Stored data:
▬▬▬▬▬▬

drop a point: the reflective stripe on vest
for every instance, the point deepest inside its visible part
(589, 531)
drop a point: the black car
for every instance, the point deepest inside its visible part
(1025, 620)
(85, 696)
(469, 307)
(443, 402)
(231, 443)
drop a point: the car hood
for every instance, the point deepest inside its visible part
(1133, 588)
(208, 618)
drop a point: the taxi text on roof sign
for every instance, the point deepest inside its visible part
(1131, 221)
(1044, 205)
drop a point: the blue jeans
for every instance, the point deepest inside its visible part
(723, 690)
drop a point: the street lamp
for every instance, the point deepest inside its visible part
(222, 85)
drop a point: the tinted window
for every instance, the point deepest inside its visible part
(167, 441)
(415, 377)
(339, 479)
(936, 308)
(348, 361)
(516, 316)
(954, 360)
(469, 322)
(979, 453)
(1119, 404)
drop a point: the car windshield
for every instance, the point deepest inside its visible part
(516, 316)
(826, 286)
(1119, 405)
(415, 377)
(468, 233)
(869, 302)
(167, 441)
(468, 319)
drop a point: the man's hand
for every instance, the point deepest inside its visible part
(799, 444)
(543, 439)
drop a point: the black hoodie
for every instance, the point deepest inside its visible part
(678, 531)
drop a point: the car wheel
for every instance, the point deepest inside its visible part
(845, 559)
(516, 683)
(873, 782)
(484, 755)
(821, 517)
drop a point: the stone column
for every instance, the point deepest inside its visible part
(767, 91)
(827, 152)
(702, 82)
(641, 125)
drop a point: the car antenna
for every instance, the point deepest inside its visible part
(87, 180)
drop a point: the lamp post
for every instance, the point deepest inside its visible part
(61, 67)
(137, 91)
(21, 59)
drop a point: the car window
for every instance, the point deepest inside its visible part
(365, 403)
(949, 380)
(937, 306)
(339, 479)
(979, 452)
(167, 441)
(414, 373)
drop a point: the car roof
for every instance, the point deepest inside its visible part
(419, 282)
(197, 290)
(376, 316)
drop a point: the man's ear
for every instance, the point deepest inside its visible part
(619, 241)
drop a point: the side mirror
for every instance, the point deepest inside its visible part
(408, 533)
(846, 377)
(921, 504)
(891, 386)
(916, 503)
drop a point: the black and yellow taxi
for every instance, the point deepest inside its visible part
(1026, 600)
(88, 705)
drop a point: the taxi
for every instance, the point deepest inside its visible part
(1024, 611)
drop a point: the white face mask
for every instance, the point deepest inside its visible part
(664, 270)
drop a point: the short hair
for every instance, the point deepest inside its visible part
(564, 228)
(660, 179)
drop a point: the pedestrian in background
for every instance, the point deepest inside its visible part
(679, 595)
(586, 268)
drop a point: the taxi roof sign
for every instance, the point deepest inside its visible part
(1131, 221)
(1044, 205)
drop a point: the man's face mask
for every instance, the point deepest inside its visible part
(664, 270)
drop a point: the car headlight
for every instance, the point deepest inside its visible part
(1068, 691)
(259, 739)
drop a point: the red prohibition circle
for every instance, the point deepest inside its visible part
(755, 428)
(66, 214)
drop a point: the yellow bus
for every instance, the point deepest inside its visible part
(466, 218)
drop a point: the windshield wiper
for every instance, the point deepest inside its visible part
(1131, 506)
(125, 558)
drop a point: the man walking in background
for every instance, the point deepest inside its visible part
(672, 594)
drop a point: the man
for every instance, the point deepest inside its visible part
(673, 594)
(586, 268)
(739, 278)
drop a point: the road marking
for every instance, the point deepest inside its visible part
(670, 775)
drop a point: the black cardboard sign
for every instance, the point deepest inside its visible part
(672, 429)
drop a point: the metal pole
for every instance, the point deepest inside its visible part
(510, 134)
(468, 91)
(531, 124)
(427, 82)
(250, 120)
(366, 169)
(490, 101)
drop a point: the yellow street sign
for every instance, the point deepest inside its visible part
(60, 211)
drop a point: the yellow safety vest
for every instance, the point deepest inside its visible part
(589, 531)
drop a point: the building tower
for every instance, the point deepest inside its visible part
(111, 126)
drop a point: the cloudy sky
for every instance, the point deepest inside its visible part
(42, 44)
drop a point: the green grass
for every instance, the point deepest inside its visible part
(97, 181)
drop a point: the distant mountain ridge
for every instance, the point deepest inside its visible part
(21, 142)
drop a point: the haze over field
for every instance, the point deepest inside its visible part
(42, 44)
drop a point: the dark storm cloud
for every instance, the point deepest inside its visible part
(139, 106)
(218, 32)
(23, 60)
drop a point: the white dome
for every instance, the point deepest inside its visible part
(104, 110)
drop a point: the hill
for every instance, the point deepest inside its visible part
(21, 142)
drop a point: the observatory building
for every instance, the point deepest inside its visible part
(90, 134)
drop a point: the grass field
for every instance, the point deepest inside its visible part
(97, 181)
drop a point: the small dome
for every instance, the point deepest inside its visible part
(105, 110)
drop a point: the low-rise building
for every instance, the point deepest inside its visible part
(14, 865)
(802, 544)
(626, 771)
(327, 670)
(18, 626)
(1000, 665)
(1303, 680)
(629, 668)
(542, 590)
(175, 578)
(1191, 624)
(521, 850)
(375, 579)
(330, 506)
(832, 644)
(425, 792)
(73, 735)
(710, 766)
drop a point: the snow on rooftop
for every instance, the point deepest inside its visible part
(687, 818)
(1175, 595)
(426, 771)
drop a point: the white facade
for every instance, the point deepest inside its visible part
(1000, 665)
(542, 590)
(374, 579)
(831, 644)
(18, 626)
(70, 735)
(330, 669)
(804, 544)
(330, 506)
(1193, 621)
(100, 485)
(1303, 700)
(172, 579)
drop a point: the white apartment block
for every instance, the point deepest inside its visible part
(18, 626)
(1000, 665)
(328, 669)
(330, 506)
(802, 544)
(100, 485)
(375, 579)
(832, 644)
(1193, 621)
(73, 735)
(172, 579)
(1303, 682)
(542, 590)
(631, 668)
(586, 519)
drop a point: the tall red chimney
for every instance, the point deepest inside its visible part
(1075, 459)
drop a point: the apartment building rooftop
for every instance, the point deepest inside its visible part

▬▬▬▬▬▬

◆ WHAT THIS TASK INVOLVES
Retype all of the data shown above, word for word.

◆ RESULT OF THIS EXERCISE
drop a point: the reflective stripe on vest
for every instance, the point deepest inside its visible part
(589, 531)
drop a point: the black car
for every instance, the point deepest inside its visible part
(1025, 620)
(85, 696)
(469, 307)
(443, 402)
(231, 443)
drop a point: the car hood
for every instance, the point deepest inside its visible part
(1133, 588)
(208, 618)
drop a point: the taxi text on roof sign
for every instance, the point deepest inside its visible part
(1131, 221)
(1044, 205)
drop a point: the blue jeans
for every instance, the point deepest inside its visible part
(723, 690)
drop a point: the street lamp
for every instance, the point deepest inside its visible part
(222, 85)
drop a point: the tinted window
for every instance, the point deepest inside its visible part
(167, 441)
(415, 377)
(339, 479)
(936, 308)
(348, 361)
(516, 316)
(954, 360)
(469, 322)
(979, 453)
(1119, 404)
drop a point: the car windshield
for every instance, the point deepest inside its visible part
(516, 316)
(826, 286)
(1119, 405)
(415, 377)
(468, 233)
(869, 302)
(167, 441)
(468, 319)
drop a point: the man's hand
for every instance, the point deepest inside its visible part
(799, 444)
(543, 439)
drop a point: the black hoodie
for every instance, the point deepest inside its visible part
(678, 531)
drop a point: the car wheel
for every instance, the point deepest inside its visible part
(845, 559)
(516, 683)
(873, 782)
(484, 755)
(821, 517)
drop a point: the stone column
for every instance, the point deepest inside its visible part
(767, 91)
(827, 152)
(702, 82)
(641, 125)
drop a point: the car antenna
for every instance, the point deepest inside its visible part
(87, 180)
drop a point: the lamp post
for every instance, the point deepest inside its visible part
(61, 67)
(137, 91)
(21, 59)
drop a point: the car window
for every instance, the point deepest inside its visible part
(365, 403)
(949, 380)
(937, 306)
(339, 479)
(979, 452)
(167, 441)
(414, 373)
drop a point: the car roof
for every instance, the point deepest inside its visible part
(419, 282)
(197, 290)
(376, 316)
drop a point: the man's ear
for every instance, the point deepest inside its visible part
(619, 241)
drop a point: the side mirror
for every instance, the point deepest inside its visible part
(408, 533)
(846, 377)
(921, 504)
(891, 386)
(916, 503)
drop a point: the black and yellow taxi
for every instance, the point deepest inside its visible part
(1026, 600)
(88, 705)
drop a point: the taxi
for every instance, the point deepest inside its visible part
(1024, 611)
drop a point: the white face mask
for every instance, the point deepest inside its visible part
(664, 270)
drop a point: the short hair
for every instance, the point deepest inside its visible part
(564, 228)
(660, 179)
drop a point: the pedestrian in background
for every instance, the point deepest inside its visible part
(679, 595)
(586, 268)
drop a point: the taxi roof sign
for every instance, the point deepest inside its visible part
(1131, 221)
(1044, 205)
drop a point: the man's face mask
for every instance, the point deepest inside its visible part
(664, 270)
drop a point: the car headlight
for every instance, the point deepest inside its visible part
(1068, 691)
(259, 739)
drop a point: the red prohibition circle
for every instance, the point deepest inside its visible part
(755, 428)
(66, 214)
drop a point: the yellow bus
for every instance, the point deepest inside its visible part
(466, 218)
drop a point: the windshield wiper
for every instance, the point deepest inside its visible part
(1131, 506)
(125, 558)
drop a point: the man walking in background
for every instance, the point deepest inside its visible part
(672, 594)
drop a point: the man
for every instance, the point deepest inside its visible part
(673, 594)
(586, 268)
(739, 278)
drop a point: the road marking
for every instance, the point deepest inside its visible part
(670, 775)
drop a point: the black cardboard sign
for every instance, the point deepest inside its visible part
(672, 429)
drop a point: the metal pole
for every instance, the point deepest inside its visible part
(510, 134)
(468, 91)
(531, 124)
(427, 82)
(250, 120)
(366, 169)
(490, 101)
drop a point: the yellow street sign
for every instance, the point deepest inside its visible part
(60, 211)
drop a point: the yellow safety vest
for every instance, the point deepest inside its visible part
(589, 531)
drop a point: the building tower
for every instance, the point deepest inside its visible part
(111, 126)
drop a point: the cloudy sky
for every instance, the point deepest inside its visible part
(42, 44)
drop a point: the green grass
for every instance, the point deepest inside its visible part
(97, 181)
drop a point: the distant mountain ridge
for every instance, the point deepest inside its visible part
(21, 142)
drop a point: the haze over field
for every instance, the point deepest inside its visible part
(42, 44)
drop a point: the dark storm cloud
for every instance, the point deepest inside its visible part
(139, 106)
(218, 32)
(23, 60)
drop a point: the white dome
for every instance, the point deepest inside its visible part
(104, 110)
drop a point: the hill
for every instance, the point deepest inside its visible part
(21, 142)
drop a point: the observatory building
for every instance, the point deepest inside its visible part
(90, 134)
drop a point: the grass field
for every instance, the point deepest inside its visible part
(97, 181)
drop a point: the small dome
for every instance, the point deepest inside its visible part
(105, 110)
drop a point: the low-rise building
for every instance, the point deepest inside its visible part
(14, 865)
(802, 544)
(626, 771)
(327, 670)
(18, 626)
(1000, 665)
(1303, 680)
(629, 668)
(542, 590)
(175, 578)
(1191, 624)
(521, 850)
(375, 579)
(330, 506)
(832, 644)
(425, 792)
(73, 735)
(710, 766)
drop a point: the snow on rooftop
for every instance, the point deepest inside its visible part
(687, 818)
(1175, 595)
(426, 771)
drop a point: the white facade
for every instance, the point deepest inside its visible part
(1000, 665)
(542, 590)
(374, 579)
(831, 644)
(18, 626)
(70, 735)
(330, 669)
(804, 544)
(330, 506)
(1193, 621)
(100, 485)
(1303, 700)
(172, 579)
drop a point: the white apartment block
for every instance, the point deepest inside its visible part
(18, 626)
(1000, 665)
(328, 669)
(330, 506)
(802, 544)
(100, 485)
(375, 579)
(832, 644)
(1193, 621)
(73, 735)
(172, 579)
(1303, 682)
(542, 590)
(631, 668)
(586, 519)
drop a point: the tall red chimney
for every instance, the point deepest inside its visible part
(1075, 459)
drop a point: the apartment building rooftop
for every instance, the point deepest inside its visible part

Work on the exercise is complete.